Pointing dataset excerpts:
===

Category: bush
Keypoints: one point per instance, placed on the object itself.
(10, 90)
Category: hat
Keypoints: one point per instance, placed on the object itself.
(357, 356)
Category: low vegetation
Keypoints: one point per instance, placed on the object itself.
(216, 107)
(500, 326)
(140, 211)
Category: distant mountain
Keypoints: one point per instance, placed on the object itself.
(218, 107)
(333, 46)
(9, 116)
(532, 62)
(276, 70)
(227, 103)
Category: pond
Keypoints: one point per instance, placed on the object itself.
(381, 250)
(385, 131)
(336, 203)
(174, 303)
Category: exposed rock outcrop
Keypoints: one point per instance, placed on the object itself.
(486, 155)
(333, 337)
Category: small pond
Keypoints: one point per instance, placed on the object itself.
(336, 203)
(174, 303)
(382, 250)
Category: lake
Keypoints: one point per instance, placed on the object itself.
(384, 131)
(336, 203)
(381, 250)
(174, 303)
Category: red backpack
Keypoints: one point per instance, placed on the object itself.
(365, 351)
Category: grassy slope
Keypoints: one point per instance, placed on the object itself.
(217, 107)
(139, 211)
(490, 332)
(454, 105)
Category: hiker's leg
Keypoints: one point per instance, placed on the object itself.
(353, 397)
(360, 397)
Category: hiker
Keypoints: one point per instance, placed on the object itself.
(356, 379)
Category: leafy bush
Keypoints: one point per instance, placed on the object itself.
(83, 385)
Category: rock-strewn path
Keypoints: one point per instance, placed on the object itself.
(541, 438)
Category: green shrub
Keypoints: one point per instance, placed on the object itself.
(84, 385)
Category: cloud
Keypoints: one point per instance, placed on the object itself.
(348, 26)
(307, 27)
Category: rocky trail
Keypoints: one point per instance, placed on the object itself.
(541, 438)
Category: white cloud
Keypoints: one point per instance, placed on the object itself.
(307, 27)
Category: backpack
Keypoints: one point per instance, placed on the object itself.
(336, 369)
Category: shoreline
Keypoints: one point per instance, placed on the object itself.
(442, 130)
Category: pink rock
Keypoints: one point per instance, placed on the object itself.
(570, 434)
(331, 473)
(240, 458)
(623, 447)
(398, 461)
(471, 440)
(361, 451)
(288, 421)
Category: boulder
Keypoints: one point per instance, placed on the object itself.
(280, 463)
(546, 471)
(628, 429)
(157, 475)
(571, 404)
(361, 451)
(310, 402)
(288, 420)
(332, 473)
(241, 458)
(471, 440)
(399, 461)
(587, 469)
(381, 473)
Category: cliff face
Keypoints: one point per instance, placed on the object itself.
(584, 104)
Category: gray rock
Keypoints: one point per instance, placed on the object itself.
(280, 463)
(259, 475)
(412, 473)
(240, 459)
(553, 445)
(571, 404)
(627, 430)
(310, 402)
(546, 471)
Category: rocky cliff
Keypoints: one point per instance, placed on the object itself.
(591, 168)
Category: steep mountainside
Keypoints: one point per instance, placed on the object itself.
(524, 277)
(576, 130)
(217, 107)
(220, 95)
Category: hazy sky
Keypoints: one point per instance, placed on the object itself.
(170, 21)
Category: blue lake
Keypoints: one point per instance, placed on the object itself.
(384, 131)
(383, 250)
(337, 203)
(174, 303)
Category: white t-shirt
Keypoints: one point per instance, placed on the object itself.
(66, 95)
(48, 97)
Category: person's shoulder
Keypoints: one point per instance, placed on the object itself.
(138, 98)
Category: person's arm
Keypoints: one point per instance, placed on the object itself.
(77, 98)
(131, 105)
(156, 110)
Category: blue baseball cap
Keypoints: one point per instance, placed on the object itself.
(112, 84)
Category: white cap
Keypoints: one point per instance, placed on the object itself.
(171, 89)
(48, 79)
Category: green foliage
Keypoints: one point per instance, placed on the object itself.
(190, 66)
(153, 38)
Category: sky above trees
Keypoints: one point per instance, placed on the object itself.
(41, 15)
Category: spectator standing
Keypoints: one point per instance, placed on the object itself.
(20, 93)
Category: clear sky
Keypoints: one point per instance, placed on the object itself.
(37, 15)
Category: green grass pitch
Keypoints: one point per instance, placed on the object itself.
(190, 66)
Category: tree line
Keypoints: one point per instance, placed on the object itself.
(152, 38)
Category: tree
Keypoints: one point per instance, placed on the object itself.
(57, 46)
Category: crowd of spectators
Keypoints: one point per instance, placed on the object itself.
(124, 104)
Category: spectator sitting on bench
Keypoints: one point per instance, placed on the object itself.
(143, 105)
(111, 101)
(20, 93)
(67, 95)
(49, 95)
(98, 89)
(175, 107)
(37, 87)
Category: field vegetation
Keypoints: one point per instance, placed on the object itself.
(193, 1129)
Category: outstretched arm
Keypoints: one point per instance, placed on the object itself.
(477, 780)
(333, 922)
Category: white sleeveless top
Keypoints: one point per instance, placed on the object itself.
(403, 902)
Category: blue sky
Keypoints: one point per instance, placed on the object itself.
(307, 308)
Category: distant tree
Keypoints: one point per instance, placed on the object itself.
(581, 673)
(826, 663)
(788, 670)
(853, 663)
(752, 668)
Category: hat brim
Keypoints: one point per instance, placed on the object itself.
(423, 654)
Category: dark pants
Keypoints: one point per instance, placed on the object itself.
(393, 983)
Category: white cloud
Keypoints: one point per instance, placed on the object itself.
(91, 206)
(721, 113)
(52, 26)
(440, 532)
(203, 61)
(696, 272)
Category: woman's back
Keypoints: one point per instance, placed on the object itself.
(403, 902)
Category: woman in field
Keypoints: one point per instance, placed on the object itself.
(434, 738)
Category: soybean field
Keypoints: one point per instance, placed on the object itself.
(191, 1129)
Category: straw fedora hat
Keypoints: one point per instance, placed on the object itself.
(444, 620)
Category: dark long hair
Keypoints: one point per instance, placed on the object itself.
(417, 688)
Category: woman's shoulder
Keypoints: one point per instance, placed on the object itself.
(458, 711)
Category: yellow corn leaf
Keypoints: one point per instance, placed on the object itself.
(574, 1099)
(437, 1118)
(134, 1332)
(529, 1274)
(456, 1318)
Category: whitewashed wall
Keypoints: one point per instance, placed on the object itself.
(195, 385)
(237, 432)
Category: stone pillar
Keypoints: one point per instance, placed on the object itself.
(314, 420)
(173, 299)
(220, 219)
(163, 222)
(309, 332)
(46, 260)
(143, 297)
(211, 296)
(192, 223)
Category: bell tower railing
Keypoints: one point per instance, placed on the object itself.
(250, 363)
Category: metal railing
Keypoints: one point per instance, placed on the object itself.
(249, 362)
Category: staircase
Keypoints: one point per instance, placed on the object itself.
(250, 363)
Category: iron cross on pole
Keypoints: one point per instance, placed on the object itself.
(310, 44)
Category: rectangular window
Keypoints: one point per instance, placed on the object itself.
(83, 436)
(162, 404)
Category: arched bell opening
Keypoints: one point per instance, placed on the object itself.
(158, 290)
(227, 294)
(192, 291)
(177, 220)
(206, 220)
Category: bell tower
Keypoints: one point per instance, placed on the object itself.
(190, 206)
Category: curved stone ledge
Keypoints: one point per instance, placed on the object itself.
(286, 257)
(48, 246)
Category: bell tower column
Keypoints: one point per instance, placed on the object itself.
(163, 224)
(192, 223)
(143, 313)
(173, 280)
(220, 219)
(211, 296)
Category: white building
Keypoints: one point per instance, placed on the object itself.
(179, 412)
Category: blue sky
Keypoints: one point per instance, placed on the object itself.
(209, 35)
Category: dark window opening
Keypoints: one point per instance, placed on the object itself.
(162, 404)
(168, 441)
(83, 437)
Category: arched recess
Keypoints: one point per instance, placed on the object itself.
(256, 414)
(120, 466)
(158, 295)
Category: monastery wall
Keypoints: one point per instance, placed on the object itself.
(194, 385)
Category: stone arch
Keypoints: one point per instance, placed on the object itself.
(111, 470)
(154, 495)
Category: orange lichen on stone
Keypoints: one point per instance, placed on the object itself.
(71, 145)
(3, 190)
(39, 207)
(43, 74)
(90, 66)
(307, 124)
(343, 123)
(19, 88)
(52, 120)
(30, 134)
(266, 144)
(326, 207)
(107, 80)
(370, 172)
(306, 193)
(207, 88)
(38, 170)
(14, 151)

===

TASK BRIEF:
Nothing but the lines from the line with "Category: curved stone ledge" to the last line of the listing above should appear; please retype them exactly, both ends included.

EXERCISE ANSWER:
Category: curved stone ledge
Keypoints: one point per instance, placed on the object itself.
(286, 257)
(48, 246)
Category: bell tower column
Keypoints: one point per instance, placed on the object itself.
(163, 224)
(192, 223)
(143, 313)
(173, 280)
(220, 219)
(211, 296)
Category: white building
Keypoints: one point per instance, placed on the object itself.
(179, 412)
Category: blue sky
Keypoints: one point per instance, placed on the object itself.
(209, 35)
Category: dark window opening
Keypoints: one point per instance, placed on the object itself.
(162, 404)
(168, 441)
(83, 437)
Category: arched recess
Keypoints: one point per instance, placed on the object itself.
(256, 414)
(120, 466)
(158, 295)
Category: monastery wall
Keypoints: one point per instance, placed on the object itself.
(194, 385)
Category: stone arch
Keypoints: one point per instance, placed on the object itself.
(111, 470)
(154, 495)
Category: orange lichen on stone
Keypoints: one point per instance, placed on the object itself.
(71, 145)
(3, 190)
(39, 207)
(43, 74)
(90, 66)
(307, 124)
(343, 123)
(19, 88)
(52, 120)
(30, 134)
(266, 144)
(326, 207)
(107, 80)
(370, 172)
(306, 193)
(207, 88)
(38, 170)
(14, 151)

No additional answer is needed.